Most of procedure is the same (send URI proposal to area director),
but the area director will then conduct review on that mailing list
(so archives of review are easily accessible).

This does not include URN namespaces: they are reviewed on
urn-names@ietf.org.  The URI scheme registration document should be
updated to reflect this change.

Roy will edit URI process document.

Martin: note that uri@w3.org is an IETF list that happens to be hosted
by W3C, and doesn't reflect W3C policy.

Additional info: The W3C URI coordination group has now been
chartered.

(4) Review other URI-related work needed
RFC1738 is mainly obsolete, but has the only definition of some URI
schemes, notably the 'file:' scheme. Other schemes which are defined
in 1738 from http://www.iana.org/assignments/uri-schemes include ftp:,
gopher:, news:, nntp:, wais:, telnet:, prospero:. Some of these can be
left behind, others redefined by other working groups (news:, nttp:),
and others updated independently.

## PROBLEMS TO SOLVE
**1)** Rewrite the URI review notes starting at "This does not" and ending at "URI process document.", using "revised" in place of "updated".
**2)** Answer these from the URI review notes:
(a) Which mailing list reviews URN namespaces?
(b) Who will edit the URI process document?
(c) Which scheme do the notes single out as one whose only definition is in RFC1738?
**3)** Continue the URI review notes from their last sentence.

## DATA LINES
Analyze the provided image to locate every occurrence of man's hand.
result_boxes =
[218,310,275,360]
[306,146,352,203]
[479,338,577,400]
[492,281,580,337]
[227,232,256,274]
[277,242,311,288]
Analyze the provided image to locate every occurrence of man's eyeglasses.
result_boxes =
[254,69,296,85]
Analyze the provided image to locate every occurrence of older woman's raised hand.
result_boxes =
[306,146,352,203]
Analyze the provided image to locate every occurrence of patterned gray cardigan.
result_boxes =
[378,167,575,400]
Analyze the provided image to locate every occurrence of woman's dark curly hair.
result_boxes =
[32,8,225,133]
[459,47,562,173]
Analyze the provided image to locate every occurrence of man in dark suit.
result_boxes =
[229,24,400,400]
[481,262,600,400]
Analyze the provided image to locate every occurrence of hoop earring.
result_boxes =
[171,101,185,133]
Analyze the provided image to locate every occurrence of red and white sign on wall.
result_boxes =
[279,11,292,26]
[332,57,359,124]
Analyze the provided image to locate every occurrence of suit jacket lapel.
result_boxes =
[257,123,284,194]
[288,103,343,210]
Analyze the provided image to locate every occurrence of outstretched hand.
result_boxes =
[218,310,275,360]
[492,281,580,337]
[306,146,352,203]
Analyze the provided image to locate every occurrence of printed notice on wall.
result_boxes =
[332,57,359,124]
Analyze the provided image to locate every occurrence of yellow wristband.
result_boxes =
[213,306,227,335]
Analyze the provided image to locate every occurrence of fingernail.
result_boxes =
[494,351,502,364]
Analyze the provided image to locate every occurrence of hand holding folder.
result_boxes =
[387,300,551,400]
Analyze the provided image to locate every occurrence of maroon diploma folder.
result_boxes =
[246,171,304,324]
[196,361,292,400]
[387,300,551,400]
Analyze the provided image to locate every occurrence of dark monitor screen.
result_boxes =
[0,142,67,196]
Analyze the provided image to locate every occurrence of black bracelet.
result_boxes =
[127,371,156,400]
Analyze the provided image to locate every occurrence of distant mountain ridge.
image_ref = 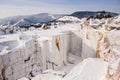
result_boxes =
[0,11,118,26]
[0,13,64,26]
[70,11,118,18]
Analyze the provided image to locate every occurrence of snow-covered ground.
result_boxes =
[0,16,120,80]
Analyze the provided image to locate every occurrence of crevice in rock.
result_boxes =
[24,56,30,63]
[55,38,60,51]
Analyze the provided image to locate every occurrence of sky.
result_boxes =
[0,0,120,18]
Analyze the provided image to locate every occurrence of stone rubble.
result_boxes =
[0,16,120,80]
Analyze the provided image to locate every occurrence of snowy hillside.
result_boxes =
[71,11,118,18]
[57,16,80,22]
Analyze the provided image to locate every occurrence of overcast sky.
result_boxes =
[0,0,120,18]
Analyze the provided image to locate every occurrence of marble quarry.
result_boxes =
[0,15,120,80]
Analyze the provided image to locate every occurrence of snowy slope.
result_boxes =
[58,16,80,22]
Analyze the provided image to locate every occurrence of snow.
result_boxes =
[0,15,120,80]
[58,16,81,22]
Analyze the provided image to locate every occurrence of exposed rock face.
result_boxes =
[0,15,120,80]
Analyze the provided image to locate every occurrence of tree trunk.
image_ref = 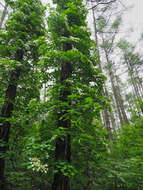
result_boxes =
[52,44,72,190]
[0,4,8,30]
[91,4,112,135]
[0,52,23,190]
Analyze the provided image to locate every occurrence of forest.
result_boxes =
[0,0,143,190]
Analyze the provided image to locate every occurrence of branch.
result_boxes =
[88,0,116,10]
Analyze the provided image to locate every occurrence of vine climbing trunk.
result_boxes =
[0,52,23,190]
[52,44,72,190]
[0,4,8,30]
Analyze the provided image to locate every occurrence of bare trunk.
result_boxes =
[91,4,112,135]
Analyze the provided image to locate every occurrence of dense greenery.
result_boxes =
[0,0,143,190]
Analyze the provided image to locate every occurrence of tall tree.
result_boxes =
[0,0,44,190]
[43,0,103,190]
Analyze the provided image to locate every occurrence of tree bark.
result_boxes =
[91,1,113,136]
[0,52,23,190]
[0,4,8,30]
[52,44,72,190]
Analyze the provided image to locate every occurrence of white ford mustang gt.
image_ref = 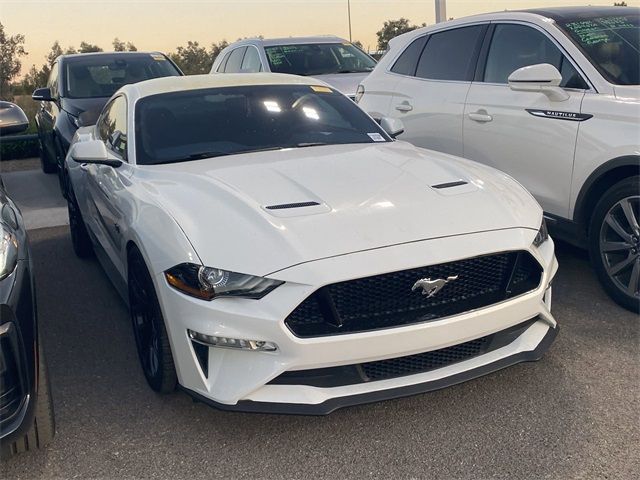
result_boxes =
[66,73,557,414]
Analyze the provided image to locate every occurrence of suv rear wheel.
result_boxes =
[589,176,640,312]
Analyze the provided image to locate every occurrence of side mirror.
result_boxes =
[69,140,122,168]
[31,87,53,102]
[78,110,100,127]
[508,63,569,102]
[380,117,404,138]
[0,102,29,135]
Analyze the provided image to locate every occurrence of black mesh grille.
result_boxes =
[285,252,542,337]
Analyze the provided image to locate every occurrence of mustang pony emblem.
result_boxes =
[411,275,458,298]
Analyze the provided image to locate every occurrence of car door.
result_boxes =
[39,62,60,159]
[464,23,588,217]
[81,95,129,278]
[391,24,488,155]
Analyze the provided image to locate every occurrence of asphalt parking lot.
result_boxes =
[0,163,640,479]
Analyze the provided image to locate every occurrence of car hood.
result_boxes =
[313,72,369,97]
[135,142,542,275]
[61,97,109,117]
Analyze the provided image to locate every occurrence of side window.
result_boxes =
[47,62,58,98]
[416,25,487,81]
[98,96,127,160]
[224,47,247,73]
[391,36,427,76]
[216,52,230,73]
[240,47,262,73]
[484,24,587,88]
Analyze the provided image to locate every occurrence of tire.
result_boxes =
[589,176,640,313]
[53,138,68,198]
[67,191,93,258]
[38,138,58,173]
[128,247,178,393]
[0,341,56,460]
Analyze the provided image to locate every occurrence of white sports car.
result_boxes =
[66,73,557,414]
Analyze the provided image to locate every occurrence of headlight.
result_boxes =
[353,84,364,103]
[0,223,18,280]
[164,263,284,300]
[533,218,549,247]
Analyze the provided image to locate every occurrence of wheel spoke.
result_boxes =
[607,253,635,276]
[605,212,632,243]
[601,242,631,252]
[627,258,640,297]
[620,198,640,235]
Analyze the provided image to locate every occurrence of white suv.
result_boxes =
[356,7,640,311]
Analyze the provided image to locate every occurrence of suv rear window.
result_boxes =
[264,43,376,75]
[416,25,487,81]
[64,53,181,98]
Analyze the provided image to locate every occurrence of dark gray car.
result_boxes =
[32,52,182,197]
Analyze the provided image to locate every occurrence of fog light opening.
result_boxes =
[187,330,278,352]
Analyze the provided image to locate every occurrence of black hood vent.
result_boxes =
[265,202,320,210]
[431,180,469,190]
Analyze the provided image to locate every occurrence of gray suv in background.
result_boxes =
[211,36,376,99]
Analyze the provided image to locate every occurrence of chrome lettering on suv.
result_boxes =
[525,108,593,122]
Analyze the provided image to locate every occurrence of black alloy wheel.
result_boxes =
[128,249,177,393]
[589,176,640,312]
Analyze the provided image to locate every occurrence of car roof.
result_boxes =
[389,6,640,46]
[520,5,640,21]
[57,52,166,61]
[231,35,348,47]
[120,72,327,98]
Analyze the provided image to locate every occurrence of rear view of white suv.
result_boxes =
[357,7,640,311]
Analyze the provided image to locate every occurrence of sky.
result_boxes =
[0,0,640,73]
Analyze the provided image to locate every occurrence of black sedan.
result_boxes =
[32,52,182,197]
[0,106,55,459]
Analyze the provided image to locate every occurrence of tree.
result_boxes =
[45,40,63,67]
[78,42,102,53]
[0,23,27,98]
[112,37,138,52]
[376,18,427,50]
[209,40,229,64]
[169,40,212,75]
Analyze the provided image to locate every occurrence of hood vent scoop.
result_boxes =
[264,202,320,210]
[432,180,469,189]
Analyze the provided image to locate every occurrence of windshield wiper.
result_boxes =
[294,142,329,148]
[336,69,372,73]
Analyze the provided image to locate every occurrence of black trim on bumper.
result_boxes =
[180,326,560,415]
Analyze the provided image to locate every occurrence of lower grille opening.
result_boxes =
[269,318,537,388]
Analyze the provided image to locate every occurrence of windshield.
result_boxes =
[264,43,376,75]
[136,85,391,165]
[559,14,640,85]
[64,53,180,98]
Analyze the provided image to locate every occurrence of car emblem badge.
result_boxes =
[411,275,458,298]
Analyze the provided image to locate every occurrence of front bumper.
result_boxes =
[155,229,557,414]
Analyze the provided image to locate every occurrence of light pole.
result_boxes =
[347,0,352,42]
[436,0,447,23]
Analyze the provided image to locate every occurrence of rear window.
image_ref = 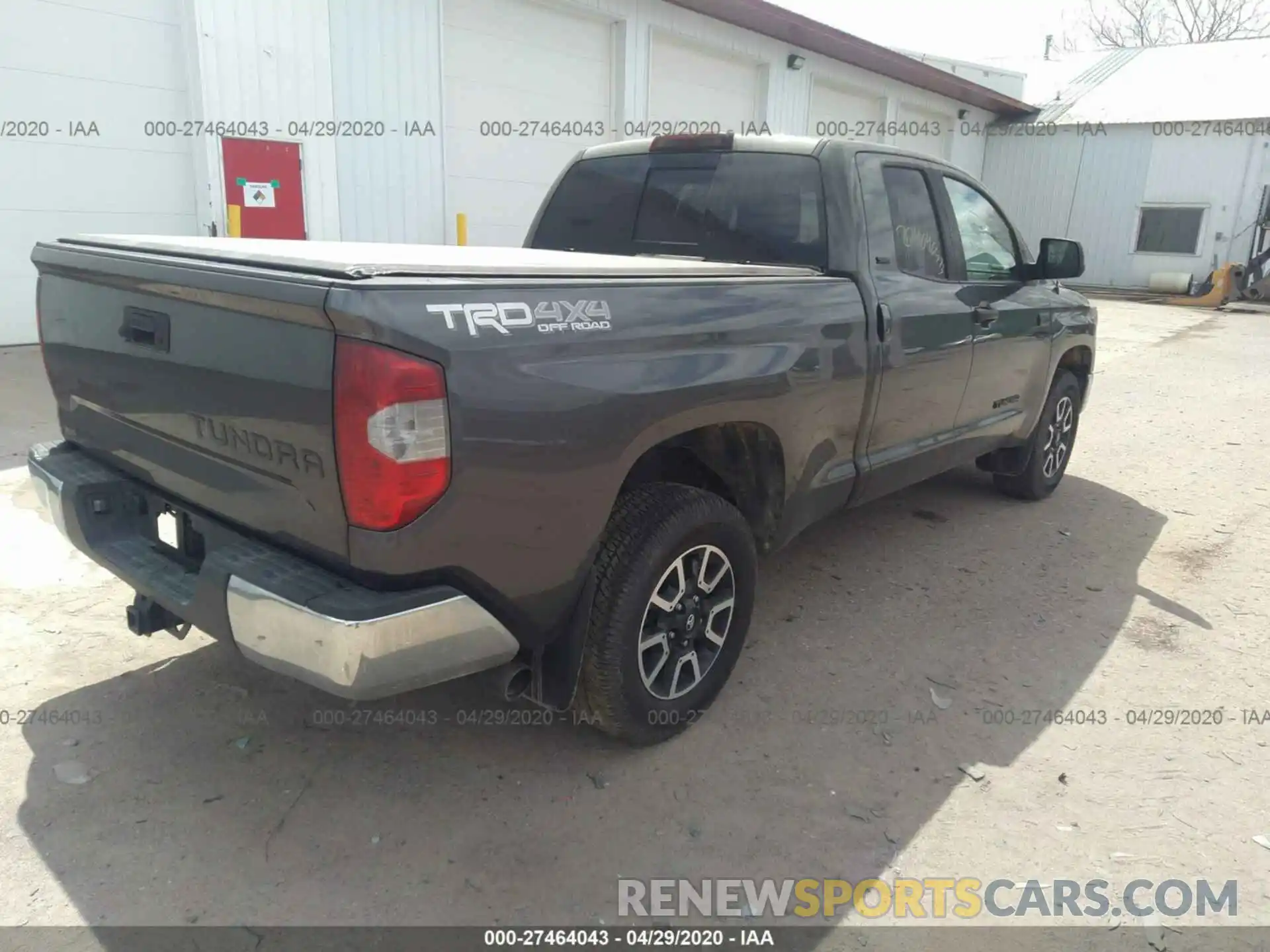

## OUTPUTS BY TASK
**1)**
This does not include URN namespaces: they are reviewed on
urn-names@ietf.org.  The URI scheme registration document should be
revised to reflect this change.

Roy will edit URI process document.

**2)**
(a) urn-names@ietf.org
(b) Roy
(c) The 'file:' scheme

**3)**
Dan Kohn and Paul Hoffman volunteered to scope the work and take on
some or all of it.

Wrap-up:

Michael Mealling noted DDDS has ben published, and IANA name servers
have been set up to handle the zone uri.arpa. Larry asks Michael to
make it clear what this means can now be done.

There was a comment that RFC2396bis had a dependency on RFC2234, which
is currently 'proposed standard', which might interfere with it moving
to full standard. The plan is that RFC2234 will go to BCP which will
solve the problem.

We noted that work was proceeding well without any formal working
groups established, and that we would continue as planned.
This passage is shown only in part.